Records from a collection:
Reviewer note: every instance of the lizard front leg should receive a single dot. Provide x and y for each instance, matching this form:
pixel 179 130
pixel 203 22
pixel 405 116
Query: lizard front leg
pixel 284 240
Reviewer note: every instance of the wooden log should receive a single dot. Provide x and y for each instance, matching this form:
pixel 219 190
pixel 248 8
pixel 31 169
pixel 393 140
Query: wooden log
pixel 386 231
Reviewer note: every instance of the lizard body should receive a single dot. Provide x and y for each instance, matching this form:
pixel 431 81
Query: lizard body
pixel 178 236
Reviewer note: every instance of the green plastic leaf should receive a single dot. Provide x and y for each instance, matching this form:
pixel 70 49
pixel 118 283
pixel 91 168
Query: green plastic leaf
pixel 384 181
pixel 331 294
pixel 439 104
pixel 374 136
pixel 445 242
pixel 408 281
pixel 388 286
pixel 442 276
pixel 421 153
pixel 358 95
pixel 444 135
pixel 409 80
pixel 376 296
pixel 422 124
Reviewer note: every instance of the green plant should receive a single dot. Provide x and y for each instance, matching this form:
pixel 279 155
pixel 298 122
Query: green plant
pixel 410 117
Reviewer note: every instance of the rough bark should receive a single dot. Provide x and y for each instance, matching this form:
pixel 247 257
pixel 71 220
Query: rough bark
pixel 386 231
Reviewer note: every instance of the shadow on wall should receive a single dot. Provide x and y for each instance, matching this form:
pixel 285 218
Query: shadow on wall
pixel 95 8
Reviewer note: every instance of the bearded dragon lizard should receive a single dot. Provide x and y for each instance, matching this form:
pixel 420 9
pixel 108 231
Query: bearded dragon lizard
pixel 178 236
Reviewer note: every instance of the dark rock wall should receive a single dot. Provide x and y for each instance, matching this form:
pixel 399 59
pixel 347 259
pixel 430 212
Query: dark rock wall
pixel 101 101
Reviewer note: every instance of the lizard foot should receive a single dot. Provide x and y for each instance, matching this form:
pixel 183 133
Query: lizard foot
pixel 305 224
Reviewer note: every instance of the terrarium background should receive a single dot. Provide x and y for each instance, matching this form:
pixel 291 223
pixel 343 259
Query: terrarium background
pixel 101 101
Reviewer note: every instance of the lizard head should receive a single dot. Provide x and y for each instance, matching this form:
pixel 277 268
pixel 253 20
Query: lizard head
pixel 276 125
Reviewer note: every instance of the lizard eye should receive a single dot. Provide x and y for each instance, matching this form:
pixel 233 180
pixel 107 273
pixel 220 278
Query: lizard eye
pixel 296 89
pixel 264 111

* * *

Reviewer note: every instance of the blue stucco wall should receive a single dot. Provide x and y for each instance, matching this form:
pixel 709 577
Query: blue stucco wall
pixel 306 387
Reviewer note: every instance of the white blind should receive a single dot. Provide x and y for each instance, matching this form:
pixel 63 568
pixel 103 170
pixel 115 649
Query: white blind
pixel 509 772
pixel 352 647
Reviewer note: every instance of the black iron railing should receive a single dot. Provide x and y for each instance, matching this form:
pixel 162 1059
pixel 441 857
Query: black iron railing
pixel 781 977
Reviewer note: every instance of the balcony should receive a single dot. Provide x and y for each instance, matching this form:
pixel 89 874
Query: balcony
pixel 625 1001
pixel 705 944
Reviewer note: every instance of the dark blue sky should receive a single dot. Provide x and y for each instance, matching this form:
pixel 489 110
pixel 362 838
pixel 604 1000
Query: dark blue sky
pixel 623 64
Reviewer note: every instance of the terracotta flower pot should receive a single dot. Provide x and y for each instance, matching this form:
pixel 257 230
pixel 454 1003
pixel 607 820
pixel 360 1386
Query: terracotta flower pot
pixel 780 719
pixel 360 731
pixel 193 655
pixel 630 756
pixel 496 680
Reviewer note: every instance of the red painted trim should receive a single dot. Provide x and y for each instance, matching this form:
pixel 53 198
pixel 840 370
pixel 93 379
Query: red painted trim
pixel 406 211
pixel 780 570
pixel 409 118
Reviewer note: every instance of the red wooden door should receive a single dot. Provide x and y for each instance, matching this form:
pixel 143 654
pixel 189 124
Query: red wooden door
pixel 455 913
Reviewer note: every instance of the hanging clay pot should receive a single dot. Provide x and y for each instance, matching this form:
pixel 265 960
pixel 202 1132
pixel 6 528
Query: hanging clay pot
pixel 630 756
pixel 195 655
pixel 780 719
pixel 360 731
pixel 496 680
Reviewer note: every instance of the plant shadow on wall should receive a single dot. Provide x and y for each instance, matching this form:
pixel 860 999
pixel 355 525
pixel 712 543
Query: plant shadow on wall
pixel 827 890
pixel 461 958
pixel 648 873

...

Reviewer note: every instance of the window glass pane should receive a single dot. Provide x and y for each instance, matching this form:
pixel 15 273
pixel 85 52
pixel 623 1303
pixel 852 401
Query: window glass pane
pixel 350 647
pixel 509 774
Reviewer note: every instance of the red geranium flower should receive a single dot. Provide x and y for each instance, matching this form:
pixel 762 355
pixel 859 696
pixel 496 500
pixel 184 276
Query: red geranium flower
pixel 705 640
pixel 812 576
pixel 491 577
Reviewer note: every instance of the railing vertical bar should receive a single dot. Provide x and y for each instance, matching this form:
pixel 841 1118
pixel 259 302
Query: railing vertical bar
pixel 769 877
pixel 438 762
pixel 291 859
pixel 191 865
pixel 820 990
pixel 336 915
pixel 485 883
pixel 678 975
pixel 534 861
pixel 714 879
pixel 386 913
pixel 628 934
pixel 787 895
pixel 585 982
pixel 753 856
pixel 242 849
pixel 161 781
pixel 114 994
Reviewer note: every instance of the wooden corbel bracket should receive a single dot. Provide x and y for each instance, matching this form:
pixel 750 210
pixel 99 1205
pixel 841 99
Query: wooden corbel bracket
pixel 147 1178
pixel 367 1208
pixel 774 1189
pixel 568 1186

[Required action]
Copy the stretch of the records above that runs from the line with "Query: lizard front leg" through the line with "Reviewer note: every instance of the lizard body". Both end lines belong in the copy, and nothing else does.

[Your response]
Query: lizard front leg
pixel 284 240
Reviewer note: every instance of the wooden log should receive a single dot. Provide x and y for each instance, matching this form:
pixel 219 190
pixel 248 8
pixel 31 169
pixel 393 140
Query: wooden log
pixel 386 231
Reviewer note: every instance of the lizard body should receive a single dot. Provide x and y for each instance, matching this form:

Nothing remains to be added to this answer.